## begin Entries provided

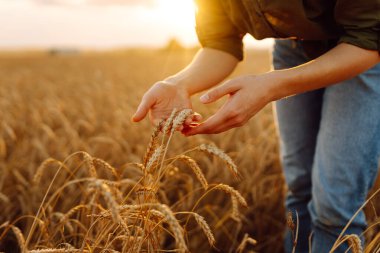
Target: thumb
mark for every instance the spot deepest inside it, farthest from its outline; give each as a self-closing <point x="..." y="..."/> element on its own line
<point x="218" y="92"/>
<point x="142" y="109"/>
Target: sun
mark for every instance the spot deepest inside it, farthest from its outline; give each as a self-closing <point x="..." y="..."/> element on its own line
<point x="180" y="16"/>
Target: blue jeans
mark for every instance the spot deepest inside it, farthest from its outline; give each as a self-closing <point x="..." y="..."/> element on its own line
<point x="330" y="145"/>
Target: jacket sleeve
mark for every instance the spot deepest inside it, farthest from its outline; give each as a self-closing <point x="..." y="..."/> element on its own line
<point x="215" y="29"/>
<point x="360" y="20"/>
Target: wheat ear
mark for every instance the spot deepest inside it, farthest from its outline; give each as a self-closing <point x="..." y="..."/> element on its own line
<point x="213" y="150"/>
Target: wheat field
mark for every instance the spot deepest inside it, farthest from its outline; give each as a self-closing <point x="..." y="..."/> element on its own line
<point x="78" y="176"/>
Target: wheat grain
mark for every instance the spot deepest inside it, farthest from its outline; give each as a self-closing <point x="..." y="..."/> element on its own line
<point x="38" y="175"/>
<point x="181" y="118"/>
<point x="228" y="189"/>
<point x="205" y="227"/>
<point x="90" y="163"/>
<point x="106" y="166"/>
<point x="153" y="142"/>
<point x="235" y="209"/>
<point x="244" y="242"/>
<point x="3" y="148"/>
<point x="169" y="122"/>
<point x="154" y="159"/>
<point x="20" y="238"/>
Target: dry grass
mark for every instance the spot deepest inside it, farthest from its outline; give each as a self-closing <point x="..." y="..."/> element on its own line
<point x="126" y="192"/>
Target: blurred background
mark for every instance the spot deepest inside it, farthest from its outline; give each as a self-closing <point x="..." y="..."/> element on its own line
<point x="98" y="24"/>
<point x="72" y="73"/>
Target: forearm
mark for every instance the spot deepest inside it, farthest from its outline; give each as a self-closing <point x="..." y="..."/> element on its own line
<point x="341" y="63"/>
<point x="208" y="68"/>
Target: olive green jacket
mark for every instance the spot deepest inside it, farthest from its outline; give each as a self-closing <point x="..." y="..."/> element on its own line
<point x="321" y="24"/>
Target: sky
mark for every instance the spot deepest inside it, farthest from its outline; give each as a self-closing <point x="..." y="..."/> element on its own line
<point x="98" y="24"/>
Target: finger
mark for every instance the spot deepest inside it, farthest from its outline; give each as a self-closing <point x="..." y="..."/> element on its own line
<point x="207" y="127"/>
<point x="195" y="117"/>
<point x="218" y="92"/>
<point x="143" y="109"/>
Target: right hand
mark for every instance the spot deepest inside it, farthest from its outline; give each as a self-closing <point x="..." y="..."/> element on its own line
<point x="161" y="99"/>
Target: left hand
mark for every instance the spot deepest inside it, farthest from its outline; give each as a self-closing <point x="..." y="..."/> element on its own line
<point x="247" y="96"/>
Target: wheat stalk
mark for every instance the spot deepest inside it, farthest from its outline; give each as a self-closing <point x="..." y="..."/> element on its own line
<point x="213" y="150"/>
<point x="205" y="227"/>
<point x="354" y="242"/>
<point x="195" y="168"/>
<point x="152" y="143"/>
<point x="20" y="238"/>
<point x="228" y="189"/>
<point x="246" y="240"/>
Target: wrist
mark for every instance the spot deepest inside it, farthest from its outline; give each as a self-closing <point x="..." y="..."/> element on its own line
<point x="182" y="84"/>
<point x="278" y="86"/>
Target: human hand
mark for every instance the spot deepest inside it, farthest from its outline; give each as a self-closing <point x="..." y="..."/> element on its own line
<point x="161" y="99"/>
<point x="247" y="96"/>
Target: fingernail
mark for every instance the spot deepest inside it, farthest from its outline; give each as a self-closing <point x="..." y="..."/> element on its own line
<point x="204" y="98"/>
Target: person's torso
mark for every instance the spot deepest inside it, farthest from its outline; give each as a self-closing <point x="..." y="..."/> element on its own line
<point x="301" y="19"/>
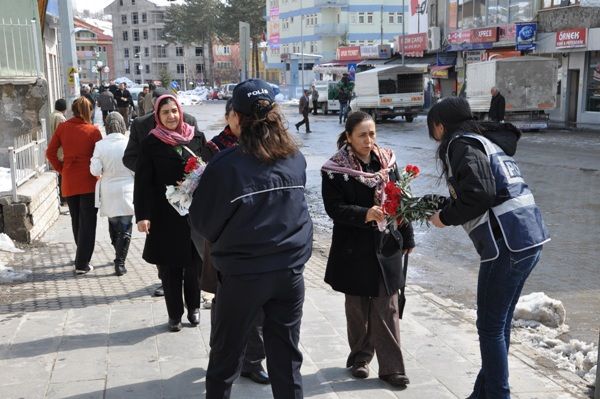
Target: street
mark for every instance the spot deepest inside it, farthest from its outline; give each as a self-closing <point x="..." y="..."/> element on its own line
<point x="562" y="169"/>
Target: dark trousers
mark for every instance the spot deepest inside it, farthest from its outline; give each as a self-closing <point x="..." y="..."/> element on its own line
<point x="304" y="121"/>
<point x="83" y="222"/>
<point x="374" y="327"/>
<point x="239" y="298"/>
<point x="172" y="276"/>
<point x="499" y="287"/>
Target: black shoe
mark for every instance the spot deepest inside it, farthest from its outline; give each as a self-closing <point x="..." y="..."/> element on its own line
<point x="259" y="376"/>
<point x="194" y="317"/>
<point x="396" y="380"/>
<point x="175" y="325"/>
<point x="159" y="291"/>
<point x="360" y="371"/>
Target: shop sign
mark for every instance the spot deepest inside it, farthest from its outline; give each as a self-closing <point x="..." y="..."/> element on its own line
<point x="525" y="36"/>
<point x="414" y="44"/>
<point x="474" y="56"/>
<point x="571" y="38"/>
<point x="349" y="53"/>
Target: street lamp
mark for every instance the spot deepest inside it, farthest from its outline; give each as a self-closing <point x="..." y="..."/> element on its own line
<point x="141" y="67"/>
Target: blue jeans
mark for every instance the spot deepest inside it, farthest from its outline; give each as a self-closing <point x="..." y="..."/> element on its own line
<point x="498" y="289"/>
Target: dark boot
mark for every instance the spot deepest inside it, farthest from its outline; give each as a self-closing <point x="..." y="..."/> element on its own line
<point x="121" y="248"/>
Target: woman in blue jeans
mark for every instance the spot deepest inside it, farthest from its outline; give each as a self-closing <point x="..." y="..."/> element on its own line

## end Entries provided

(What the task asks):
Convert every one of the items above into a numbered list, omitting any blank lines. Leave the pictures out of the result.

(Solution to the problem):
1. Target: thumb
2. mark for every instance the spot deepest inside it, farthest from its outline; give each as a self-closing <point x="..." y="..."/> element on its own line
3. <point x="218" y="92"/>
4. <point x="142" y="109"/>
5. Target: sun
6. mark for every instance the spot deepest inside it, farthest from its outline; give each as a self-closing <point x="..." y="..."/> element on its own line
7. <point x="180" y="16"/>
8. Target: blue jeans
9. mark for every instance the spot deepest inside it, farthest from its outline; give each as a self-closing <point x="..." y="..."/> element on its own line
10. <point x="330" y="145"/>
11. Target: jacket sleeve
12. mark for every instance the spot deepest inside it, farthest from its outline; give each as a self-closing <point x="..." y="..."/> element on its own line
13. <point x="215" y="29"/>
14. <point x="360" y="20"/>
15. Target: wheat ear
16. mark for every instance the spot deepest inside it, farthest from its outline; give each as a self-closing <point x="..." y="..."/> element on its own line
17. <point x="213" y="150"/>
18. Target: wheat field
19. mark for every instance the spot deepest inside it, farthest from its outline; give each as a self-closing <point x="..." y="..."/> element on its own line
20. <point x="78" y="176"/>
21. Target: wheat grain
22. mark for every instance the spot deepest inside it, farthest from its outline; give each as a self-closing <point x="..." y="..."/> element on its own line
23. <point x="38" y="175"/>
24. <point x="181" y="118"/>
25. <point x="228" y="189"/>
26. <point x="205" y="227"/>
27. <point x="90" y="163"/>
28. <point x="106" y="166"/>
29. <point x="153" y="142"/>
30. <point x="235" y="209"/>
31. <point x="244" y="242"/>
32. <point x="3" y="148"/>
33. <point x="169" y="122"/>
34. <point x="154" y="159"/>
35. <point x="20" y="238"/>
36. Target: dry grass
37. mark for every instance the spot deepest inside it, farthest from its outline; give each as a self-closing <point x="..." y="..."/> element on its own line
38. <point x="126" y="192"/>
39. Target: blurred background
40. mark for every instance the spot deepest inside it, farthest from its outline; give each as a self-closing <point x="..." y="..."/> element on its own line
41. <point x="98" y="24"/>
42. <point x="72" y="73"/>
43. Target: forearm
44. mark for every instance the spot deepest inside it, farthest from its outline; give each as a self-closing <point x="..." y="..."/> element on its own line
45. <point x="341" y="63"/>
46. <point x="208" y="68"/>
47. Target: olive green jacket
48. mark for every instance the spot deepest inside it, farthest from its outline; give each as a self-closing <point x="..." y="..."/> element on its own line
49. <point x="321" y="24"/>
50. Target: sky
51. mark for every instance the spot deepest inside it, farthest from its outline; give each as a self-closing <point x="..." y="..."/> element on its own line
52. <point x="98" y="24"/>
53. Target: finger
54. mark for every instance the spot deepest inside it, farthest from its outline; give each as a self-closing <point x="..." y="..."/> element on its own line
55. <point x="207" y="127"/>
56. <point x="195" y="117"/>
57. <point x="218" y="92"/>
58. <point x="143" y="109"/>
59. Target: right hand
60. mark for every instance the spot deepest inside it, farthest from its outline; give each as a self-closing <point x="..." y="..."/> element on its own line
61. <point x="161" y="99"/>
62. Target: left hand
63. mark for every instance the spot deepest inside it, farthest from its outline; give each as a self-closing <point x="..." y="..."/> element on its own line
64. <point x="247" y="96"/>
65. Target: wheat stalk
66. mark for every instance the spot deepest inside it, farthest from its outline; give each as a self-closing <point x="..." y="..."/> element on its own line
67. <point x="213" y="150"/>
68. <point x="205" y="227"/>
69. <point x="354" y="242"/>
70. <point x="195" y="168"/>
71. <point x="152" y="143"/>
72. <point x="20" y="238"/>
73. <point x="228" y="189"/>
74. <point x="246" y="240"/>
75. Target: wrist
76. mark for every instance the spot deepest inside it, farthest from its outline; give each as a self-closing <point x="..." y="..."/> element on its own line
77. <point x="182" y="84"/>
78. <point x="278" y="86"/>
79. Target: human hand
80. mark for every instance the spot deepest inside it, farthest from its outline; give each as a self-closing <point x="..." y="..."/> element on its own line
81. <point x="161" y="99"/>
82. <point x="247" y="96"/>
83. Target: fingernail
84. mark for every instance the spot deepest inside it, farthest from its outline; give each as a self-closing <point x="..." y="..."/> element on its own line
85. <point x="204" y="98"/>
86. Target: person's torso
87. mark for every instance the spot deepest inside it, farthest from its outline; give each as a self-closing <point x="..." y="..."/> element on its own line
88. <point x="301" y="19"/>
89. Target: street
90. mark for every instance the spot deepest inside it, farthest from its outline; give each as a self-closing <point x="..." y="..."/> element on its own line
91. <point x="562" y="169"/>
92. Target: dark trousers
93. mark for every instance the spot deepest inside it, farthest from its outline; give each as a self-closing <point x="..." y="..."/> element on its own line
94. <point x="304" y="121"/>
95. <point x="83" y="222"/>
96. <point x="374" y="327"/>
97. <point x="239" y="298"/>
98. <point x="172" y="276"/>
99. <point x="499" y="287"/>
100. Target: black shoe
101. mark for every instance the spot deepest inside it, farthest from its outline; give each as a self-closing <point x="..." y="..."/> element on its own line
102. <point x="259" y="376"/>
103. <point x="194" y="317"/>
104. <point x="396" y="380"/>
105. <point x="175" y="325"/>
106. <point x="159" y="291"/>
107. <point x="360" y="371"/>
108. Target: shop sign
109. mark for every instance the spot deepest inside it, farthest from its outline; give each as a self-closing <point x="..." y="..."/> element on its own line
110. <point x="525" y="36"/>
111. <point x="414" y="44"/>
112. <point x="474" y="56"/>
113. <point x="571" y="38"/>
114. <point x="349" y="53"/>
115. Target: street lamp
116. mark for every instance the spot deepest inside it, farthest from its outline; give each as a self-closing <point x="..." y="..."/> element on its own line
117. <point x="141" y="67"/>
118. Target: blue jeans
119. mark for every instance the spot deepest inside it, farthest from its outline; give each as a self-closing <point x="..." y="..."/> element on its own line
120. <point x="498" y="289"/>
121. Target: dark boot
122. mark for every instance the spot deepest inside it, farthest from its outline; give each as a self-closing <point x="..." y="..."/> element on its own line
123. <point x="121" y="248"/>
124. Target: woman in blue jeans
125. mark for every instance the spot deepest inside it, farthest from its outline; give each as a self-closing <point x="..." y="..."/> element on its own line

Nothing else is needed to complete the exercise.